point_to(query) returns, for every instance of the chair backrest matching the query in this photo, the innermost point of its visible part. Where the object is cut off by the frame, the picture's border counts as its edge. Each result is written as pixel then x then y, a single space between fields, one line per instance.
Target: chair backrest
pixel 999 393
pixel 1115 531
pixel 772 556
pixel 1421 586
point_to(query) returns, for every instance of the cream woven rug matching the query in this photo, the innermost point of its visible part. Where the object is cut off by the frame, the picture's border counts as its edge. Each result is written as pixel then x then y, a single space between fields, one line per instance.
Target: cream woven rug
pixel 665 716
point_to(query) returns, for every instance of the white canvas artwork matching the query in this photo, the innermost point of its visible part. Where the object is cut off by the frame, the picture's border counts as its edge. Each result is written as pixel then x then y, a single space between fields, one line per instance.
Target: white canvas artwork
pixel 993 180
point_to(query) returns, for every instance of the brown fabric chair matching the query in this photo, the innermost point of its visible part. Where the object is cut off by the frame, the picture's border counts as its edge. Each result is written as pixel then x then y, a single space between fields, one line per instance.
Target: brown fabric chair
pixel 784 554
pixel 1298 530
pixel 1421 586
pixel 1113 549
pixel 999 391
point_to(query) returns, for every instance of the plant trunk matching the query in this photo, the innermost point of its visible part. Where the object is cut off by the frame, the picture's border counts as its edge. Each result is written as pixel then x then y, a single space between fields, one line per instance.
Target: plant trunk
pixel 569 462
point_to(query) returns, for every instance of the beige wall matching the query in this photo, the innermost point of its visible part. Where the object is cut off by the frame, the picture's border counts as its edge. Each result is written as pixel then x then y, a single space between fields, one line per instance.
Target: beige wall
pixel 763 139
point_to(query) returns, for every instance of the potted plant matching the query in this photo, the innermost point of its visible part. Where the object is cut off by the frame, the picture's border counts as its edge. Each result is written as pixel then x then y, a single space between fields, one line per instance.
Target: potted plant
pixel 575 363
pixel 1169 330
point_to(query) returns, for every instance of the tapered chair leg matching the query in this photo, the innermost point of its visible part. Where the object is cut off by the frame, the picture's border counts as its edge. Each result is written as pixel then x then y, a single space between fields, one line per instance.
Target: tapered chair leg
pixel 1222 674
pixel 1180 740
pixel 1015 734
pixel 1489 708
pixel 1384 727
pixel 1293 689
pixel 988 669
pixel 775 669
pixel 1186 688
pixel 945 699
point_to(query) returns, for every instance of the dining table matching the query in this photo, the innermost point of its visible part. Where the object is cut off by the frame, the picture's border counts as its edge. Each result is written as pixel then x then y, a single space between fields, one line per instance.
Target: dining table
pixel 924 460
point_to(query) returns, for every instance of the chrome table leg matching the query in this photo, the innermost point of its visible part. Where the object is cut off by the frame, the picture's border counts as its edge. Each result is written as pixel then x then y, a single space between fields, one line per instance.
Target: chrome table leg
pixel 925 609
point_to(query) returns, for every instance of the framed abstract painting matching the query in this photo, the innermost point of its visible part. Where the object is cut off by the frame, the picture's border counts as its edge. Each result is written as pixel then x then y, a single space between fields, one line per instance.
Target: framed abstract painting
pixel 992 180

++++

**ABOUT THIS TASK**
Set down exactly the lines from the one that contains "point_to(query) returns, for every instance of the beige" to the final line above, both included, and nothing more.

**ANSWER SECTION**
point_to(query) returns, for every instance of the beige wall matching the query in this photo, the innermost point of its visible part. Where the object is cut off by the frame, the picture's border counts as its edge. Each result is written as pixel then x then y, a single space between fields, one line per instance.
Target: beige wall
pixel 763 139
point_to(query) returns, for every instance of the potted plant matching the query in this photo, the innermost point of its visible part. Where the object is cut off by the frame, the picture's border counts as its edge. Each result is written as pixel then x then y, a single space between fields, one line per instance.
Target: potted plant
pixel 575 363
pixel 1169 330
point_to(query) returns, for every instance of the tapered chair leg matching the query in this photo, the innermost point of its visible part. Where the object is cut off by the frame, the picture's border counts as its edge. Each result is written as pixel then x then y, a single space between fields, one line per instance.
Target: tapered chair leg
pixel 1222 674
pixel 1180 740
pixel 1015 734
pixel 1489 708
pixel 1384 727
pixel 1293 689
pixel 988 669
pixel 775 669
pixel 1186 688
pixel 945 699
point_to(query) returns, for every instance of the dining table matching the query in this photo, the innermost point of its visible part. Where the object is cut off by the frame, the picture's border counts as its edge. Each result is written as pixel then x then y, a single space between fields, one line per instance.
Target: dining table
pixel 924 460
point_to(query) returns, for every instance of the chrome table leg matching the query in this photo, the innermost point of its visible part. Where the object is cut off by the frame, the picture's border counts as its edge. Each result is written as pixel then x then y, a single space between fields, one line per instance.
Target: chrome table leg
pixel 925 609
point_to(query) returns, for every instance of the framed abstract painting matching the query in this photo, the innermost point of its visible part. Where the object is cut off by the frame, the picture's border counts as its edge. Each result is written as pixel then x then y, a single space between fields, one line per instance.
Target: framed abstract painting
pixel 992 180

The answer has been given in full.